- Actividad
Según el texto, ¿qué rasgos de Cyrano de Bergerac acompañan la idea de que marcó un hito en cómo enfrentar el insulto? Responde en una o dos oraciones.

Políticos sin dignidad: Normalizando el insulto.

«Érase un hombre a una nariz pegado, érase una nariz superlativa, érase una nariz sayón y escriba, érase un peje espada muy barbado.»

Quizás unos de los sonetos más famosos de Francisco de Quevedo refiriéndose al apéndice olfativo de su contemporáneo Luis de Góngora, con quien mantuvo en pleno Siglo de Oro español, una rivalidad enorme y que dejaron bien clara en su legado literario.

El parisino Cyrano de Bergerac, creativo y con el humor de la fina ironía que él mismo tenía sobre sí mismo y sus defectos, marcó también un hito en el cómo enfrentar el insulto. No tiene desperdicio la película que lleva su nombre y dirigida por Jean-Paul Rappeneau en la década de los noventa.

- Datos para señalar regiones
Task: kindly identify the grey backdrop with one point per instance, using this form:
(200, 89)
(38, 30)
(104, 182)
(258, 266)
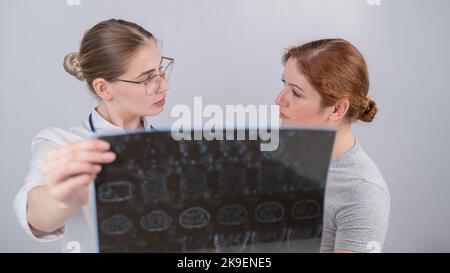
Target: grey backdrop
(229, 52)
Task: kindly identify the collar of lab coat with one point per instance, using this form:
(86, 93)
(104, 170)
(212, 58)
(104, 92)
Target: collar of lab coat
(102, 125)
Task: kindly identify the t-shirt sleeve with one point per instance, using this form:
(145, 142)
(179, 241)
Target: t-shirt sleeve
(362, 218)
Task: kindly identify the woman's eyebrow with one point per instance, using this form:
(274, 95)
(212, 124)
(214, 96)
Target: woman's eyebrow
(149, 71)
(294, 85)
(146, 72)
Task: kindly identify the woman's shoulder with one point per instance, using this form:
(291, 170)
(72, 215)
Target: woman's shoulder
(358, 168)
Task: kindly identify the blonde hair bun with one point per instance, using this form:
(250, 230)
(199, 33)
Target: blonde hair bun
(72, 66)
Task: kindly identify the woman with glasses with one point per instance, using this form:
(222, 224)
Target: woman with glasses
(124, 70)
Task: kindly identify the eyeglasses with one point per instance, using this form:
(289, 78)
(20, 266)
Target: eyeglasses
(153, 82)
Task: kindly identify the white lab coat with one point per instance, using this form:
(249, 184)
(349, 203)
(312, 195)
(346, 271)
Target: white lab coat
(79, 232)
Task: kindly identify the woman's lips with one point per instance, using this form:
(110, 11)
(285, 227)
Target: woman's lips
(283, 116)
(160, 103)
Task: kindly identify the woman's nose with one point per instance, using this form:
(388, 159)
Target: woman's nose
(281, 99)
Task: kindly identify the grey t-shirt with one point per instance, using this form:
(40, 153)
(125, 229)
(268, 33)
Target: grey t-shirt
(357, 204)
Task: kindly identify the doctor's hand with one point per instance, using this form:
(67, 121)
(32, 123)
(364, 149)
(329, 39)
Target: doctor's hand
(69, 170)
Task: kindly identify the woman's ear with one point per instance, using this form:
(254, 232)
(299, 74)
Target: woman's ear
(339, 110)
(100, 87)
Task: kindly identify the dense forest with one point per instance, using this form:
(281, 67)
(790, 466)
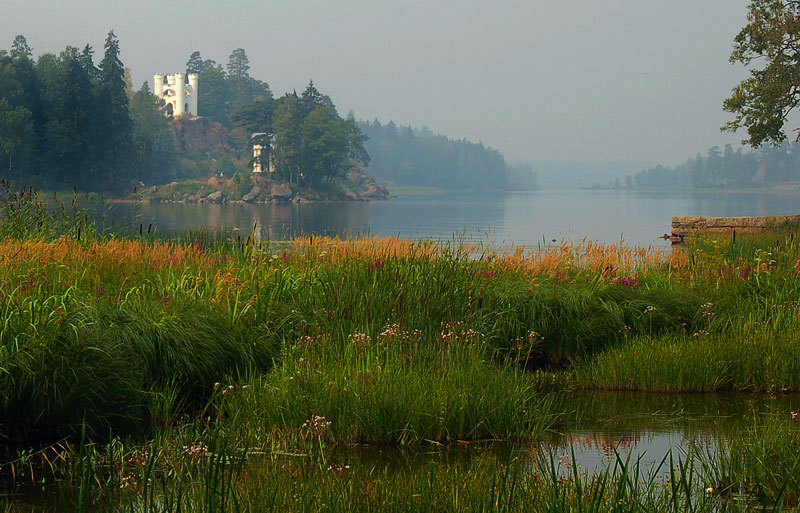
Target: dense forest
(66, 122)
(728, 169)
(408, 156)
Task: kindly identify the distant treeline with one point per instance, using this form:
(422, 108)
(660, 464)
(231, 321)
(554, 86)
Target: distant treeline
(66, 122)
(409, 156)
(727, 169)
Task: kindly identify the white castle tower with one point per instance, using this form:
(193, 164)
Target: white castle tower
(180, 97)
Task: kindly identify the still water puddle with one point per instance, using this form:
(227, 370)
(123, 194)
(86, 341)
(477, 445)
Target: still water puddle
(596, 433)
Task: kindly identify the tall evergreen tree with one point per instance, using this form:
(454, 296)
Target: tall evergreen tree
(114, 116)
(239, 77)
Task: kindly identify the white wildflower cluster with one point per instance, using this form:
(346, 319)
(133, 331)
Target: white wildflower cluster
(360, 340)
(393, 332)
(316, 425)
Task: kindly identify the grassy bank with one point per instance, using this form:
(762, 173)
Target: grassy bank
(180, 352)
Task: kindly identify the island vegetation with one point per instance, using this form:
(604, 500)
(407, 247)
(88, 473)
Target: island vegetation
(65, 122)
(149, 370)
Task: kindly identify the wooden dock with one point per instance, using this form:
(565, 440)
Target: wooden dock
(688, 226)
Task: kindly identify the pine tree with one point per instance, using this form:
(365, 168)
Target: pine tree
(195, 63)
(239, 77)
(114, 117)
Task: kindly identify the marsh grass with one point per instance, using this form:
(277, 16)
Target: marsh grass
(315, 343)
(216, 476)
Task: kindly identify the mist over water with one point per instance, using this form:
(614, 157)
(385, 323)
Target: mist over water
(533, 219)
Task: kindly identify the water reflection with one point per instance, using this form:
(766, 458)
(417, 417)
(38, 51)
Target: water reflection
(523, 218)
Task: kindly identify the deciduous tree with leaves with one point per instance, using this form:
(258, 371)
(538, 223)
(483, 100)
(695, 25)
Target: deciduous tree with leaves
(762, 102)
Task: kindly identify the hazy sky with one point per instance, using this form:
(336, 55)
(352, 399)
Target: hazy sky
(581, 80)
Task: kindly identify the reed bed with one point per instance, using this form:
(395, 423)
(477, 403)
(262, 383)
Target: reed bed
(192, 339)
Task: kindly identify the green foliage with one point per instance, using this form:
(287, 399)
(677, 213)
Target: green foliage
(407, 156)
(762, 102)
(728, 169)
(155, 155)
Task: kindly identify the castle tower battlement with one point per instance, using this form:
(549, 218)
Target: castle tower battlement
(180, 97)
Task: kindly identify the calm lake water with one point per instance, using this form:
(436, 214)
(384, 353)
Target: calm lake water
(523, 218)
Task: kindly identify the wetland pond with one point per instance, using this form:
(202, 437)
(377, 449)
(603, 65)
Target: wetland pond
(594, 432)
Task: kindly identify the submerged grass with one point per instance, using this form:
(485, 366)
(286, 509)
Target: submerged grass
(312, 344)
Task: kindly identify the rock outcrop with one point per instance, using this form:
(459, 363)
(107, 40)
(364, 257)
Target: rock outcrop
(688, 226)
(202, 136)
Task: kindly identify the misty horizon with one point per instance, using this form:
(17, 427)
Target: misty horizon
(621, 81)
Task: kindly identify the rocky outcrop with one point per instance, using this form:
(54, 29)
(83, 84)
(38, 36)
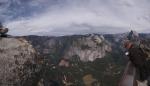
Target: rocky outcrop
(17, 62)
(88, 48)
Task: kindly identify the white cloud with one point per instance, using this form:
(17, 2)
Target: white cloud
(85, 16)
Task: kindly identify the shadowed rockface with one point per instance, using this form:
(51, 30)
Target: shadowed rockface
(18, 62)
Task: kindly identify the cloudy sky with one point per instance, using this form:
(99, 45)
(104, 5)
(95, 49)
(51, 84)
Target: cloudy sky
(67, 17)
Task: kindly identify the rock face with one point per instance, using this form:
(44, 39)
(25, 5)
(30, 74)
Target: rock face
(17, 62)
(87, 47)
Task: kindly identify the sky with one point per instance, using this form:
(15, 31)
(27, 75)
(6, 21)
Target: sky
(69, 17)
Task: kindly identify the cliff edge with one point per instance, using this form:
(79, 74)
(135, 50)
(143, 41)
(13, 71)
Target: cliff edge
(17, 62)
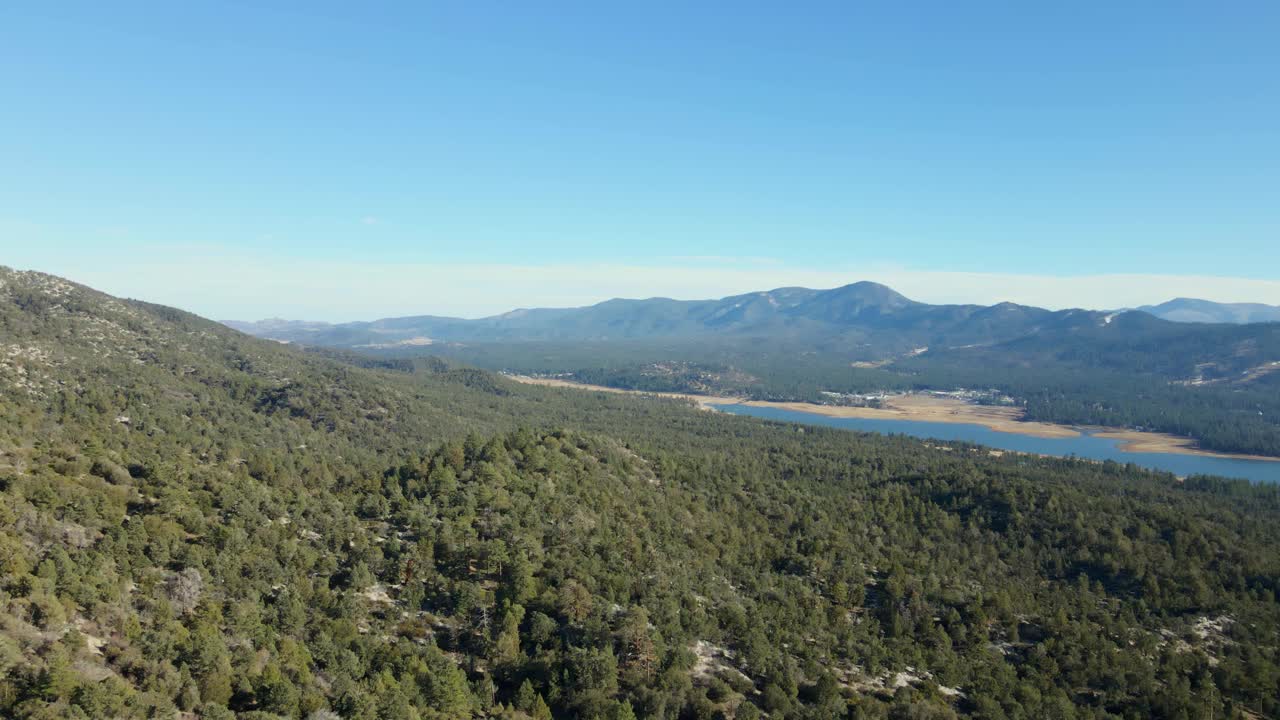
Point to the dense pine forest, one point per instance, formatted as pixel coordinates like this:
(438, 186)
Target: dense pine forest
(195, 523)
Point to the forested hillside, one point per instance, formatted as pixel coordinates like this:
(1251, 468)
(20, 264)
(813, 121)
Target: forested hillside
(196, 522)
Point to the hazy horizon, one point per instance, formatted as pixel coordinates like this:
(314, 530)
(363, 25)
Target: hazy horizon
(338, 164)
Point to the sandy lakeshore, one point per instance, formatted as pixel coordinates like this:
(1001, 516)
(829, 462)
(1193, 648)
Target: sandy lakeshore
(933, 409)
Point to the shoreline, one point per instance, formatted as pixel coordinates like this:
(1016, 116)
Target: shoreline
(931, 409)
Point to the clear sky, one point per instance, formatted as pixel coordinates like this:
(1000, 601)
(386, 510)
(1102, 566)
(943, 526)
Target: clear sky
(343, 160)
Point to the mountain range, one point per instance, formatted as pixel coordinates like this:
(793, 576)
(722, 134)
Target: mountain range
(197, 523)
(864, 320)
(860, 315)
(1191, 310)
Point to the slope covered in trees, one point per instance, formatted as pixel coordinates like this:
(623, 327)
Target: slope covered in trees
(195, 520)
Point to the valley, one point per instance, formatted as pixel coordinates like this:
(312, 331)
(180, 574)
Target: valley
(928, 408)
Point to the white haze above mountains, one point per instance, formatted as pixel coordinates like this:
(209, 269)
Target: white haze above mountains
(1178, 310)
(219, 282)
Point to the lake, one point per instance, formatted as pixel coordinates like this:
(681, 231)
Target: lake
(1084, 446)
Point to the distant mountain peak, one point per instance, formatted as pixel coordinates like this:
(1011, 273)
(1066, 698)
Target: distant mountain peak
(1197, 310)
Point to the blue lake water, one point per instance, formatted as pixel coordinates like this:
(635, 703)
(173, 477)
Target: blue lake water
(1084, 446)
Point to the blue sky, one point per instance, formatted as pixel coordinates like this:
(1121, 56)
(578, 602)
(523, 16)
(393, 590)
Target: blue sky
(510, 154)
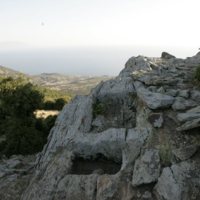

- Respuesta
El texto lo describe como creativo y con un humor de fina ironía que usaba sobre sí mismo y sobre sus propios defectos. Con esa manera de ser marcó un hito en cómo enfrentar el insulto.